• _Exercise goal_:
Collect every line below that contains the word "tree", copying each one in full.

• _Records for this exercise_:
-*-

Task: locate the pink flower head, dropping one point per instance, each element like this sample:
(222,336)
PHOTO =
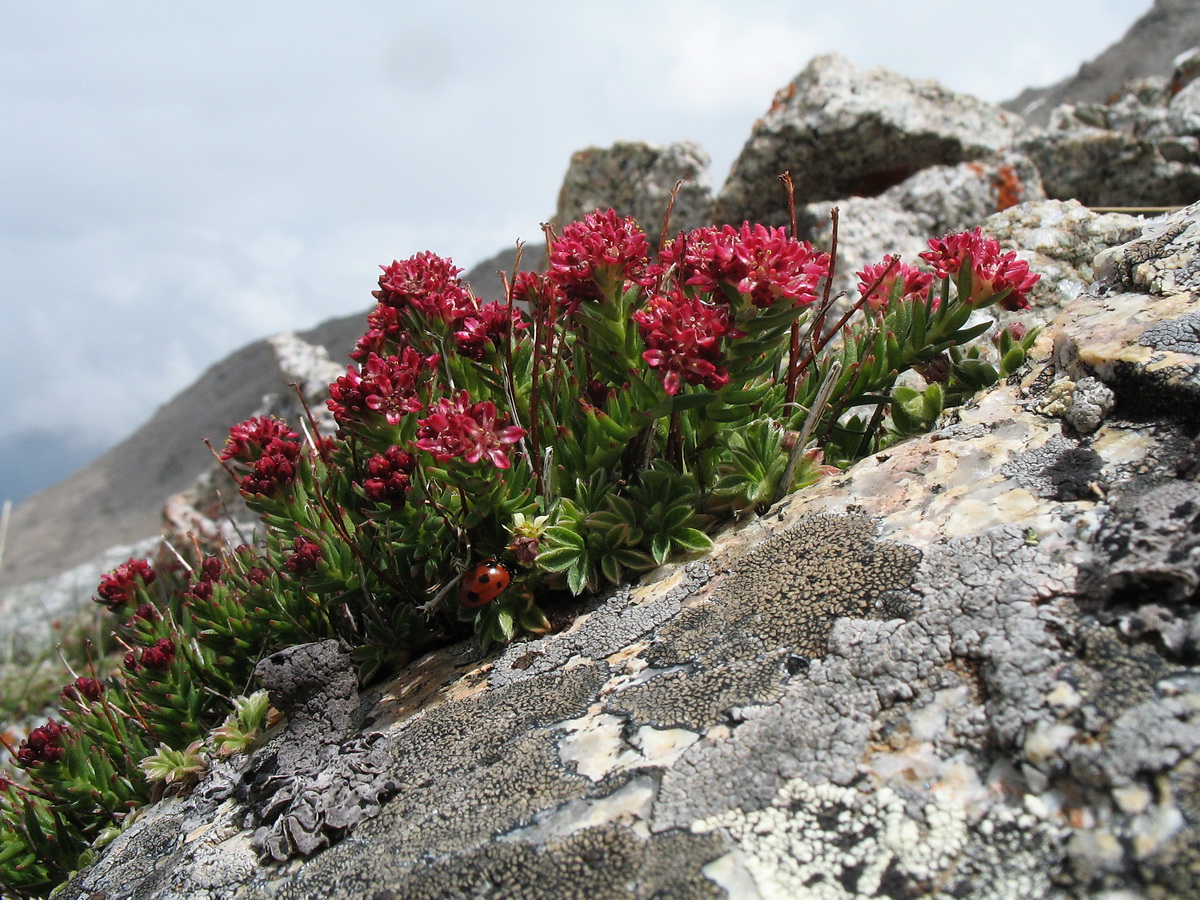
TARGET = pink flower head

-*-

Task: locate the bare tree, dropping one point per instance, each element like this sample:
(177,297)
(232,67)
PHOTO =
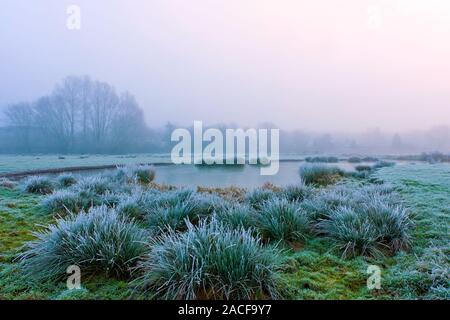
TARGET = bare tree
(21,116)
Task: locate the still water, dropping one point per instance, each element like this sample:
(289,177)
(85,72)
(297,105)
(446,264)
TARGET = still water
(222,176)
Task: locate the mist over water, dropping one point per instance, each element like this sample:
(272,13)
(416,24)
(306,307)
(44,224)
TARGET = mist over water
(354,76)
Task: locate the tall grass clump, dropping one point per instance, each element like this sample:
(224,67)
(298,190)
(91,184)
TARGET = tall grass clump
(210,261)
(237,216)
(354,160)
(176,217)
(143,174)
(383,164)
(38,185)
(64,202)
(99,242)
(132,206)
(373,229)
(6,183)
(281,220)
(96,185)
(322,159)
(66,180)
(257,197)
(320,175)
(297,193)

-*-

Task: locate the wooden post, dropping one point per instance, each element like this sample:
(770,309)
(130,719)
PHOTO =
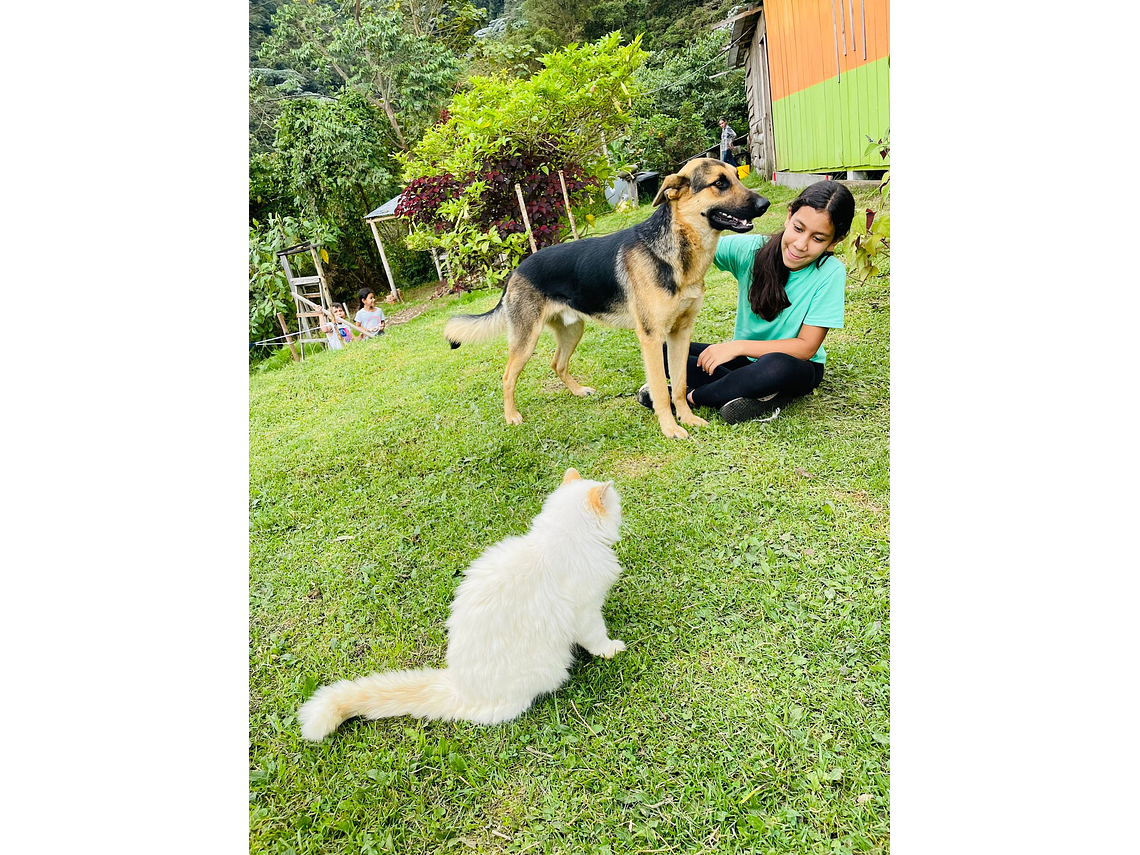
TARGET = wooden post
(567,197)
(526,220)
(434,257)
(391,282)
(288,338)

-*-

• _Solution to this exercise_:
Task: locate the bare tree, dropping one point per instance, each element like this sample:
TARGET = bare tree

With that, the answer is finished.